Tools and environment

Debug a python program

As I mentioned in Homework assignment 0 I am using neovim as an editor. Before this assignment I actually never bothered installing a debugger in neovim since I usually have written less complex pieces of software. However, lately I have been writing more and more complex software (relatively) and in some cases I could have benefited from using one.

Therefore I installed dap and dap-python in my neovim environment according to this setup: nvim-dap-python. This did not work out of the box for me, since I am using conda/mamba as a environment handler I had to tweak this setup a little bit since debugpy have to be installed for the dap to work in neovim. The configuration I used assumed that debugpy was installed globally and I want debugpy to work from my environment.

This meant that I had to change the path from where neovim reads the python binary:

local python_install_path = vim.fn.exepath('python')
dap_python.setup(python_install_path)

**SHORT TASK**. According to the post on debugging Python in neovim, what must be installed for dap to work in neovim?

**GIVEN MATERIAL**.
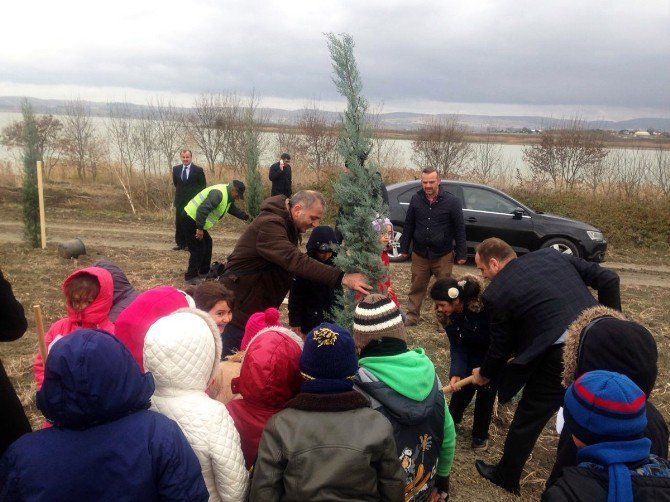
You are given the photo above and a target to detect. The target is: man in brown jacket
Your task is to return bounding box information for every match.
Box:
[221,190,372,356]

**ANSWER FOR THIS EXERCISE**. debugpy